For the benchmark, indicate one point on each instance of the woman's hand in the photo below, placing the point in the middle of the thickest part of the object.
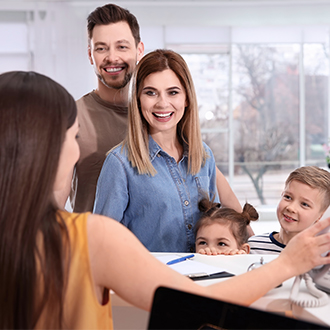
(213, 251)
(304, 251)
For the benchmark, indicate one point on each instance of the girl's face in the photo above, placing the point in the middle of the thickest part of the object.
(163, 101)
(69, 156)
(217, 238)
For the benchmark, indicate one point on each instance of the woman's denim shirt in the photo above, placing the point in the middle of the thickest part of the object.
(161, 210)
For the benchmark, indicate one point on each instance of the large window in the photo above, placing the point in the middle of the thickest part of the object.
(277, 98)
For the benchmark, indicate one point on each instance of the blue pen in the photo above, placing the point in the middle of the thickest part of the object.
(175, 261)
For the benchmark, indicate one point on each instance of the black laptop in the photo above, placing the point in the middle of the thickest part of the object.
(173, 309)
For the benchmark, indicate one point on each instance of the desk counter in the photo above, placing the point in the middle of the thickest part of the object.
(277, 300)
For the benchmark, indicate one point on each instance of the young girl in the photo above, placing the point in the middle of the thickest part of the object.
(223, 230)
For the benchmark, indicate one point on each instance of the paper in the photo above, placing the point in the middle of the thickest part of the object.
(190, 266)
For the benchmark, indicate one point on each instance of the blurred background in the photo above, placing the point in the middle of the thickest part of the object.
(261, 72)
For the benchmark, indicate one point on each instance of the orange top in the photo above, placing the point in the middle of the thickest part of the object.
(81, 307)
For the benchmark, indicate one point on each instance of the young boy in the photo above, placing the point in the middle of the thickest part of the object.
(304, 200)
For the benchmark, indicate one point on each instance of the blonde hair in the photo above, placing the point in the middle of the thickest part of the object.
(188, 129)
(314, 177)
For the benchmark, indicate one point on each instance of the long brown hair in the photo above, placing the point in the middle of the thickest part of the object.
(238, 221)
(188, 129)
(35, 113)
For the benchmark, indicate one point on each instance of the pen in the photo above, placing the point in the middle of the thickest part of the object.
(175, 261)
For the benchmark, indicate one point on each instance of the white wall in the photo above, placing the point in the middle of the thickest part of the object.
(57, 40)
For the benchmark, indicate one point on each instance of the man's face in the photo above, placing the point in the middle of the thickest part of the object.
(113, 54)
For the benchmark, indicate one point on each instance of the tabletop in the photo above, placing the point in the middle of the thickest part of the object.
(276, 300)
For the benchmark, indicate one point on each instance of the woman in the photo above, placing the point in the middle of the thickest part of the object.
(153, 181)
(57, 267)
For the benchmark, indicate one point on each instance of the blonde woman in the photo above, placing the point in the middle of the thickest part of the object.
(152, 182)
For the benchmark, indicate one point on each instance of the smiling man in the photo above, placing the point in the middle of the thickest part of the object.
(114, 48)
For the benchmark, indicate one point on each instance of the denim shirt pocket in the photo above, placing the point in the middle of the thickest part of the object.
(203, 185)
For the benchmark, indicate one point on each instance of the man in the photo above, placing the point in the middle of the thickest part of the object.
(114, 48)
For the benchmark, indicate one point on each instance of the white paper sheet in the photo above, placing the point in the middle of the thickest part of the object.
(190, 266)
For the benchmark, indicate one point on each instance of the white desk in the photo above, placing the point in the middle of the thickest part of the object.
(277, 300)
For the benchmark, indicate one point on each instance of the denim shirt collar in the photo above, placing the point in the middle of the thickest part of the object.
(155, 149)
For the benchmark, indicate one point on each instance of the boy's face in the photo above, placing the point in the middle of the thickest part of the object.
(217, 239)
(300, 206)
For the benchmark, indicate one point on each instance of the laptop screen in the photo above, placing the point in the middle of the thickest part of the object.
(173, 309)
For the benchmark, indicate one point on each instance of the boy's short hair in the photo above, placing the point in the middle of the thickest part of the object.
(314, 177)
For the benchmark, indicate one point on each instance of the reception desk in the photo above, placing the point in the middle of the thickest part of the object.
○ ○ ○ ○ ○
Write out the records above exactly as they stand, leaving out every picture.

Result of the task »
For the benchmark, indicate one point on each instance of the woman's hand in the photo below, placing the point in the middle of the thickest part of the object.
(213, 251)
(304, 251)
For the benchmark, indicate one point on each instance of the girl's face in the photo above, placing the point in the middle of the thickest part of the object.
(163, 101)
(69, 156)
(217, 238)
For the benchmark, indicate one point on each instance of the woman's denim shirt in the photo above, placing the point in the middle of the thickest part of the object.
(161, 210)
For the benchmark, indicate one point on each instance of the large window in the photo above, placing the point in the middle of the thickest part of the object.
(277, 98)
For the benchmark, indicate one point on each instance of the blue pen in the photo above, placing the point in the middle of the thickest part of the object.
(175, 261)
For the benchmark, indicate one point on each instance of the black laptop in the photo above, placing the point in the middle of the thickest part of the object.
(173, 309)
For the benchmark, indicate one point on each instance of the desk counter in the photo above, placing the point in the middle of the thickest part of the object.
(277, 300)
For the benchmark, indicate one point on each instance of the young girl in the photo above, placing the point in the middle of the thickest part of the object.
(223, 230)
For the benchmark, indicate one point on each instance of the paper in the photo above, placing the point in the middle of the thickest part of the object.
(190, 266)
For the benchmark, indicate one point on each instance of the blurred background in the photo above, placing the point in the middle of the thickest part of the object.
(261, 72)
For the benchmark, indicate one point on each instance of the orange top in the photo above, placing the point in the middle of the thickest part of the object.
(81, 307)
For the benchmark, indicate one point on each instance of the young boy in the photo above, placing the point in the middle of the thickest part of the object.
(304, 200)
For the benchmark, indicate one point on each instance of the blonde hair in the photo above, placing the point in the middle of the thickest part of the object.
(188, 129)
(314, 177)
For the benchmark, indicate one point on each instance of the long brown hair in the photo above, placing the point in the middle of the thickest part of the object.
(238, 221)
(188, 129)
(35, 113)
For the benchmark, indicate one point on each instance of the pen in the photo above, placing the point in the middle of the thickest part of the object.
(175, 261)
For the benchmark, indicate one point on each instance of the white wall in the photo above, placing the point in the middle of the thickest part of the object.
(57, 40)
For the benchmark, indicate one point on each instance of the man's face in the photo above, placing the point in the middle of the thickest part of the object.
(113, 54)
For the benchmark, indicate one point on each instance of the tabletop in the photo above, placing the point in the middle of the thickest part of the object.
(276, 300)
For the benchmark, indicate one point on each instance of the woman in the photo above, placing the point in the middle of the thickest part of the object.
(153, 181)
(57, 267)
For the benchmark, indicate one point on each instance of the blonde woman in the photo above, placing the point in the middle of the thickest part of the object.
(152, 182)
For the benchmark, indicate one point on each instance of the smiling man in the photo above, placing the point in the middle of the thickest part of the object.
(114, 48)
For the benchmark, indicate one point on each instance of the denim shirt pocket in the photo above, placing the point in the middle of the thickest part of the object.
(203, 185)
For the benchmark, indicate one point on each instance of the man in the photo above, placing the point in the middle of the thickest part of the object.
(114, 48)
For the benchmark, indicate one point on each instance of the white paper sheet in the photo above, placing the point in the middle of the thickest part of the object.
(190, 266)
For the benchmark, indicate one point on each instance of the white desk in the photo above, placing the point in the middle of the thickest part of the object.
(277, 300)
For the benchmark, indicate one point on each instance of the denim shirt collar in the photo above, placing the point in the middle of the thickest part of the object.
(155, 149)
For the benchmark, indicate one point on each instance of the boy's face in the photo above, placing the point in the middle of the thickest part of the object.
(217, 239)
(300, 206)
For the benchmark, indicate one point on each instance of the laptop screen in the photo above, placing the point in the middle of the thickest part of the object.
(173, 309)
For the benchmark, indicate one point on each instance of the boy's short hair in the photo above, placing the point in the middle of the thickest part of the object.
(314, 177)
For the benchmark, indicate one point on each instance of the reception desk in the photo above, placing the point in the middle of the thickest part of the object.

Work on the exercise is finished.